▸ **REQUIREMENT**: An identical transcription of the records is required.

[Saved data entries]
━━━━━━━━
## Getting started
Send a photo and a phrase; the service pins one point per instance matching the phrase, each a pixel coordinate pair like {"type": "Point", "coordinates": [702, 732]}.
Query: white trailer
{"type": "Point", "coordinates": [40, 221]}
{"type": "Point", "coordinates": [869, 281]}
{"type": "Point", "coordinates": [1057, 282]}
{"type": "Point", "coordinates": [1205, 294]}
━━━━━━━━
▸ **SOLUTION**:
## Getting started
Send a photo and a phrase; the service pins one point per instance matching the phrase, each a pixel coordinate pair like {"type": "Point", "coordinates": [702, 732]}.
Query: white trailer
{"type": "Point", "coordinates": [40, 221]}
{"type": "Point", "coordinates": [869, 281]}
{"type": "Point", "coordinates": [1057, 282]}
{"type": "Point", "coordinates": [1205, 294]}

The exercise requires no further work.